_The exercise_:
Starting at the line that contains "One point marks each instance of the timber" and ending at the end of the records, write those lines out again with "wooden pallet" swapped for "shipping pallet" and everything else unchanged. Leave the pictures out of your answer.

— Start —

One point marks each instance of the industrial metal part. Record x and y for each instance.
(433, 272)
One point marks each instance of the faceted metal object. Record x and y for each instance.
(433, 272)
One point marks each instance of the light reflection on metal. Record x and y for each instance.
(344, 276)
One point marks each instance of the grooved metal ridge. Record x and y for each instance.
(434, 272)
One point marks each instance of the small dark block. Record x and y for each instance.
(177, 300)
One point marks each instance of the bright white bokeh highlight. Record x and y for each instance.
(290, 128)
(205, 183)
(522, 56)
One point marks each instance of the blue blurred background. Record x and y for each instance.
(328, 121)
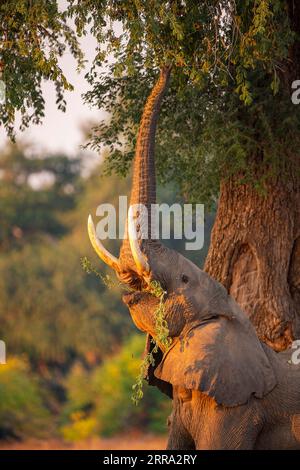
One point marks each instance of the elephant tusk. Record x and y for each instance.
(139, 257)
(102, 252)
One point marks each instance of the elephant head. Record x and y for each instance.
(214, 347)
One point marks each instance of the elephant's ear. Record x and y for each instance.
(222, 358)
(163, 386)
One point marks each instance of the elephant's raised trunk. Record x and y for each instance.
(144, 181)
(143, 193)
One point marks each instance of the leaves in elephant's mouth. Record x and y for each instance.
(161, 326)
(110, 283)
(162, 338)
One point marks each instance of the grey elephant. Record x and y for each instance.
(229, 390)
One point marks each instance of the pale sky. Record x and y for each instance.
(61, 132)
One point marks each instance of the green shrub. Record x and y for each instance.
(100, 401)
(22, 411)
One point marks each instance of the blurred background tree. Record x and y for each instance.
(228, 129)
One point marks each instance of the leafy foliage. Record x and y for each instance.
(103, 404)
(34, 35)
(228, 111)
(162, 338)
(22, 409)
(28, 212)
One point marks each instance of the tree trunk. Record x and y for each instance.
(255, 254)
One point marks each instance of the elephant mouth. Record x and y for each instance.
(132, 298)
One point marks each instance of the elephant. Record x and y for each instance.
(229, 389)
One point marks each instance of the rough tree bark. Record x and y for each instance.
(255, 254)
(255, 244)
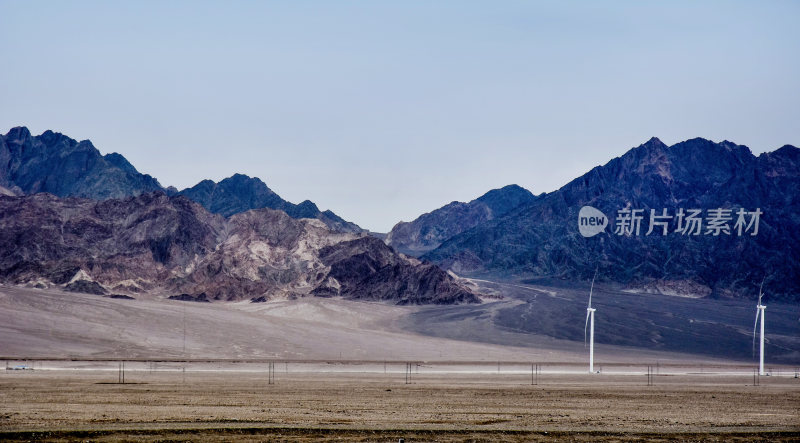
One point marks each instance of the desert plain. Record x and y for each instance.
(337, 370)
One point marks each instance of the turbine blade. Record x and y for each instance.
(755, 326)
(586, 326)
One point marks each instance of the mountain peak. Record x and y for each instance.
(18, 133)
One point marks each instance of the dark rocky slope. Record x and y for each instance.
(429, 230)
(56, 164)
(174, 247)
(240, 193)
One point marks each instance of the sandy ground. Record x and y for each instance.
(340, 374)
(218, 406)
(43, 324)
(53, 324)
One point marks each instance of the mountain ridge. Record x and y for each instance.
(55, 163)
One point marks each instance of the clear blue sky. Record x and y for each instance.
(384, 110)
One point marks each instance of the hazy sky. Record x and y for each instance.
(384, 110)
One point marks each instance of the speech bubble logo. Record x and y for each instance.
(591, 221)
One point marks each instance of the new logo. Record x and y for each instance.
(591, 221)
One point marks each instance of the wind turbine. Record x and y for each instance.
(760, 312)
(590, 315)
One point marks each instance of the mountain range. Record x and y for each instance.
(174, 247)
(540, 239)
(54, 163)
(108, 228)
(429, 230)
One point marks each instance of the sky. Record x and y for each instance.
(384, 110)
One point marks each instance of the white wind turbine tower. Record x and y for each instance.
(590, 319)
(760, 312)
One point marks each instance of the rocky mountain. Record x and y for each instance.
(429, 230)
(240, 193)
(54, 163)
(174, 247)
(541, 238)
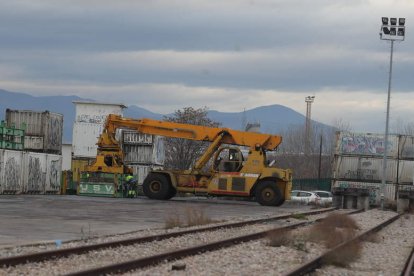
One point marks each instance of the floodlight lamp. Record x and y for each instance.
(385, 30)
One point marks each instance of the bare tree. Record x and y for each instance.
(182, 153)
(402, 127)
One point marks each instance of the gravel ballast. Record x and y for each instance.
(251, 258)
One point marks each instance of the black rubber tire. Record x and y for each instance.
(172, 193)
(157, 186)
(268, 194)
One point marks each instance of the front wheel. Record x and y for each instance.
(268, 194)
(157, 186)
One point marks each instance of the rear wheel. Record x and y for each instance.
(268, 194)
(157, 186)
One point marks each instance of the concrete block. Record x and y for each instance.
(403, 205)
(363, 202)
(349, 202)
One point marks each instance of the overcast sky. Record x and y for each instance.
(227, 55)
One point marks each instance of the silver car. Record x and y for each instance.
(304, 197)
(325, 196)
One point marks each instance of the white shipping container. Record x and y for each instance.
(42, 124)
(145, 154)
(11, 168)
(95, 112)
(406, 147)
(366, 144)
(33, 143)
(405, 172)
(140, 172)
(135, 138)
(35, 172)
(373, 188)
(364, 169)
(53, 173)
(85, 137)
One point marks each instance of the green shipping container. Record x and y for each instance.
(97, 189)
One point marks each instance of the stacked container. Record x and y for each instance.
(29, 172)
(358, 164)
(11, 137)
(43, 130)
(142, 152)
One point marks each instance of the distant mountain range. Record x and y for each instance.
(272, 118)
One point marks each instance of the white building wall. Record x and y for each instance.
(66, 157)
(89, 121)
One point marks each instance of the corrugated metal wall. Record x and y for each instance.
(29, 172)
(85, 137)
(364, 169)
(44, 130)
(365, 144)
(89, 121)
(359, 159)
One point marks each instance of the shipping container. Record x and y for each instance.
(78, 166)
(405, 172)
(142, 148)
(95, 112)
(53, 173)
(140, 172)
(406, 147)
(35, 174)
(11, 171)
(33, 143)
(85, 137)
(29, 172)
(144, 154)
(366, 144)
(364, 169)
(136, 138)
(100, 184)
(42, 124)
(373, 189)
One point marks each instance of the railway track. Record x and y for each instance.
(409, 265)
(60, 253)
(319, 261)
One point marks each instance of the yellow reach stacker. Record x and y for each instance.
(229, 174)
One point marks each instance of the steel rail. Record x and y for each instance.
(180, 253)
(317, 262)
(59, 253)
(408, 269)
(184, 252)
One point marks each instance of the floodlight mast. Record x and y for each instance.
(389, 31)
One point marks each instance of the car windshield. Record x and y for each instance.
(323, 194)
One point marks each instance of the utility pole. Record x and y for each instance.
(389, 31)
(309, 100)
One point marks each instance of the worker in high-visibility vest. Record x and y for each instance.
(129, 186)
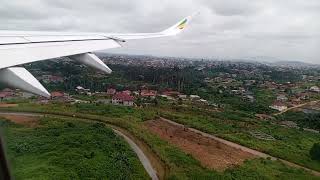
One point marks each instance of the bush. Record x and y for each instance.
(315, 152)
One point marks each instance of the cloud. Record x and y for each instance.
(286, 29)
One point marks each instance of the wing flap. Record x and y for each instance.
(12, 55)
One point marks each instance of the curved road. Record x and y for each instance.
(142, 157)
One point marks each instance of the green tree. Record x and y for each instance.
(315, 152)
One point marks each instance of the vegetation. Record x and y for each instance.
(65, 149)
(178, 164)
(315, 152)
(311, 120)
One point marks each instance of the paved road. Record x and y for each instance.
(142, 157)
(298, 106)
(243, 148)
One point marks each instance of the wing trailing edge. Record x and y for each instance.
(20, 78)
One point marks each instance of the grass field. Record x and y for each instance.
(180, 165)
(65, 149)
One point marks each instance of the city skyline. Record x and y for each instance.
(285, 30)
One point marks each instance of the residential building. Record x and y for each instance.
(123, 99)
(279, 106)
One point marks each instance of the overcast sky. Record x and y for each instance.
(283, 29)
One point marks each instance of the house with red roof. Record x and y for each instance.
(6, 94)
(279, 106)
(123, 99)
(111, 91)
(148, 93)
(59, 96)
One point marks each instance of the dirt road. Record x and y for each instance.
(243, 148)
(298, 106)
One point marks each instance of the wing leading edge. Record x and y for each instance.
(17, 47)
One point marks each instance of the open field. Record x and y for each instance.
(65, 149)
(210, 153)
(178, 164)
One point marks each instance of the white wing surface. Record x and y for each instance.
(19, 47)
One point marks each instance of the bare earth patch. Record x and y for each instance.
(211, 153)
(29, 121)
(4, 105)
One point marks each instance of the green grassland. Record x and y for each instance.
(65, 149)
(233, 126)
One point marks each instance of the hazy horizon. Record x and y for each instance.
(286, 30)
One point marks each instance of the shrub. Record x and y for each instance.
(315, 152)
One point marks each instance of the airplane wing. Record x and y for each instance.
(18, 47)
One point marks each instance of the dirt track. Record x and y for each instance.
(234, 145)
(211, 153)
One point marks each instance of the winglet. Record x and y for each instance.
(180, 26)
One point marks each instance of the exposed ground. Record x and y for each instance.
(30, 121)
(5, 105)
(211, 153)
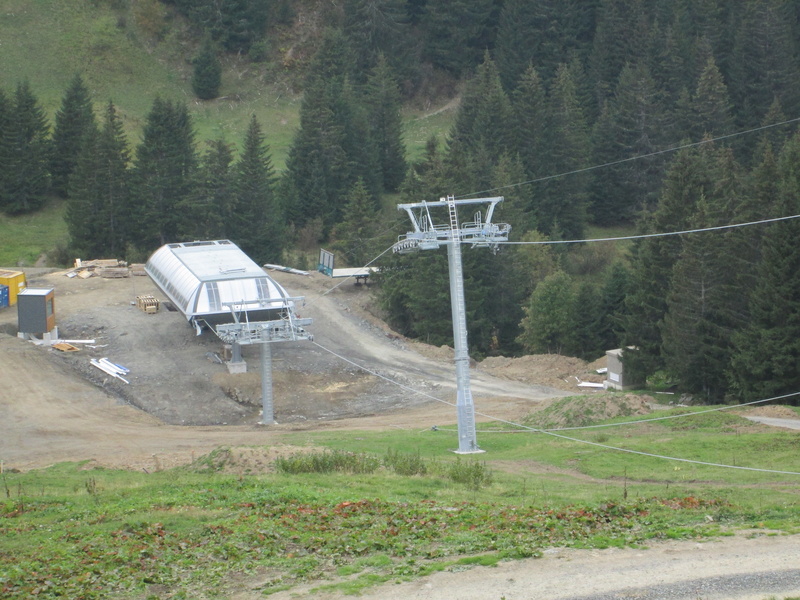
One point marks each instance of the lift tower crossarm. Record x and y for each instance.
(428, 236)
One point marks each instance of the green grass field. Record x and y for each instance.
(386, 506)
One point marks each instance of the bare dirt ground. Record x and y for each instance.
(181, 403)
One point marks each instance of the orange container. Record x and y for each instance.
(15, 280)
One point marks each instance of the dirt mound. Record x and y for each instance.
(588, 410)
(773, 412)
(562, 372)
(247, 460)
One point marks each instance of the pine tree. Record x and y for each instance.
(766, 357)
(98, 207)
(457, 32)
(259, 224)
(72, 121)
(207, 73)
(561, 202)
(164, 173)
(214, 204)
(688, 178)
(759, 71)
(25, 155)
(548, 326)
(378, 28)
(386, 125)
(711, 104)
(353, 236)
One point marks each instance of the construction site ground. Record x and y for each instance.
(181, 403)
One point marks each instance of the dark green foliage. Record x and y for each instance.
(549, 324)
(98, 210)
(72, 122)
(214, 203)
(257, 219)
(164, 173)
(766, 359)
(207, 73)
(376, 28)
(354, 235)
(457, 32)
(560, 205)
(24, 154)
(382, 100)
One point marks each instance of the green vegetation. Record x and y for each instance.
(356, 519)
(27, 237)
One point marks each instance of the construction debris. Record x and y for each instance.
(65, 347)
(147, 304)
(112, 369)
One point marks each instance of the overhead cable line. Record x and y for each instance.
(558, 435)
(633, 158)
(652, 235)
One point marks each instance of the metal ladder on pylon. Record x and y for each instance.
(466, 411)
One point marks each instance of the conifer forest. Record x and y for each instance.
(640, 116)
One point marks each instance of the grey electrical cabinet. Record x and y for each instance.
(36, 310)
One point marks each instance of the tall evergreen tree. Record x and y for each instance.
(98, 209)
(561, 202)
(72, 121)
(766, 356)
(688, 178)
(548, 326)
(386, 124)
(207, 73)
(712, 106)
(377, 28)
(457, 32)
(25, 154)
(759, 68)
(164, 173)
(214, 203)
(259, 230)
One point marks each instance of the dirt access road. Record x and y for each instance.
(181, 404)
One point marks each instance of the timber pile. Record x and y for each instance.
(109, 268)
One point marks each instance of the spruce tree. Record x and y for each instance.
(711, 103)
(207, 73)
(259, 222)
(98, 207)
(72, 121)
(25, 154)
(213, 204)
(386, 125)
(548, 325)
(561, 202)
(164, 173)
(766, 357)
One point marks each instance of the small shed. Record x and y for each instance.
(36, 310)
(15, 280)
(616, 377)
(209, 281)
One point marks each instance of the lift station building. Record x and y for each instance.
(214, 282)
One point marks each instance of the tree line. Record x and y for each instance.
(552, 88)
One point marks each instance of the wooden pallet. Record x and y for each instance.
(147, 304)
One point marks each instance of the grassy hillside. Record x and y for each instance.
(130, 52)
(383, 506)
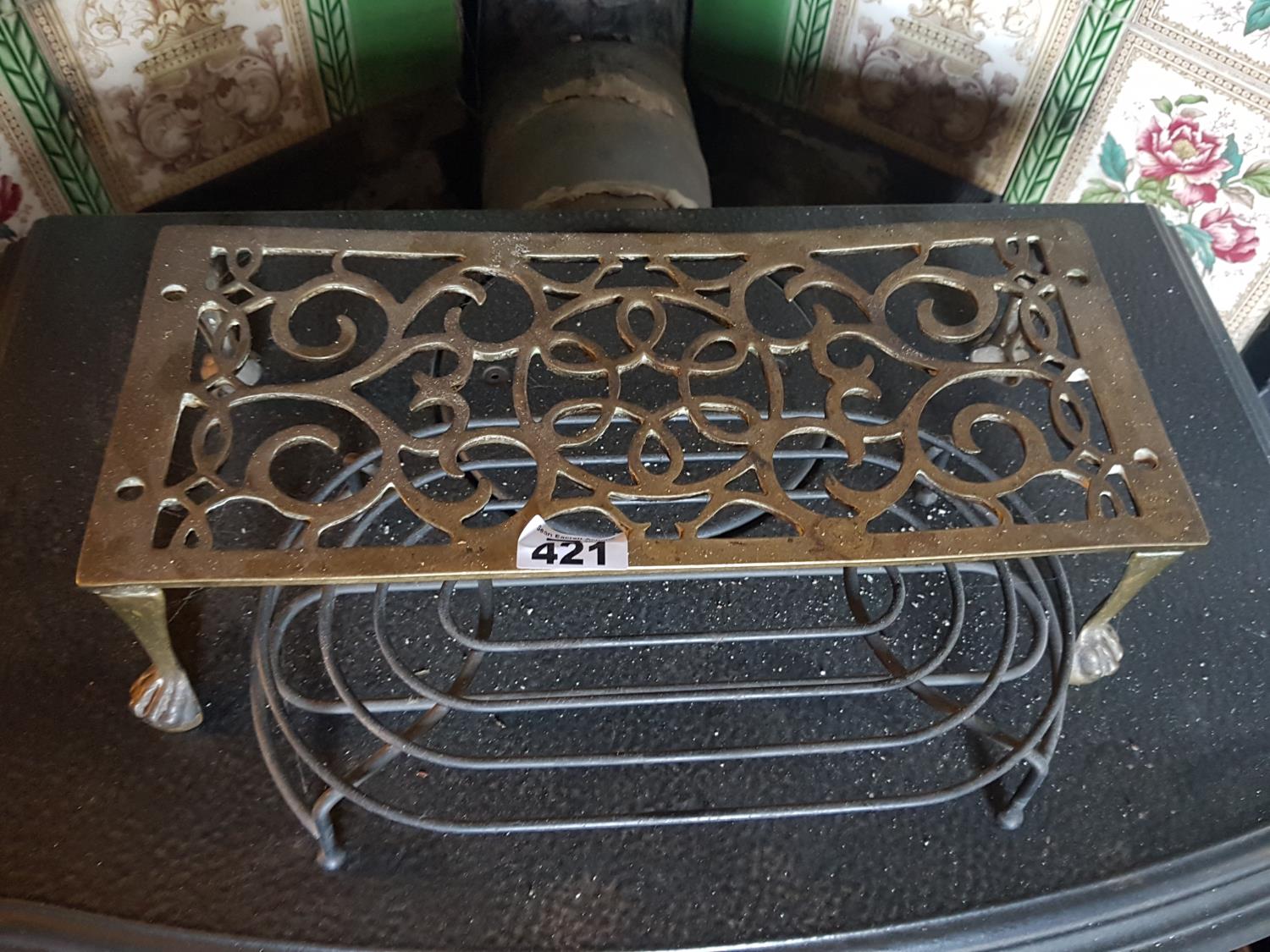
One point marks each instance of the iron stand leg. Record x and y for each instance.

— End —

_Response_:
One point marks each instance of the timber pile. Record x and y for each instance.
(109, 268)
One point marks each instance of the spruce tree. Record x and y for each instance.
(711, 103)
(207, 73)
(259, 222)
(98, 207)
(72, 121)
(25, 154)
(213, 204)
(386, 125)
(548, 325)
(561, 202)
(164, 173)
(766, 357)
One point marks each instance of the small shed. Record x and y for each instance.
(36, 310)
(15, 280)
(616, 377)
(209, 281)
One point marks each instance of the lift station building. Record x and y for each instance.
(214, 282)
One point marks each instance of the tree line. Record x and y for each instance.
(552, 88)
One point marks each instance of the shipping pallet. Record x and y for each instance.
(147, 304)
One point marks each instance of the grassy hillside. Record x and y for each instance.
(130, 52)
(383, 506)
One point marks each instance of the iron stand leg. Record x and y for each instance.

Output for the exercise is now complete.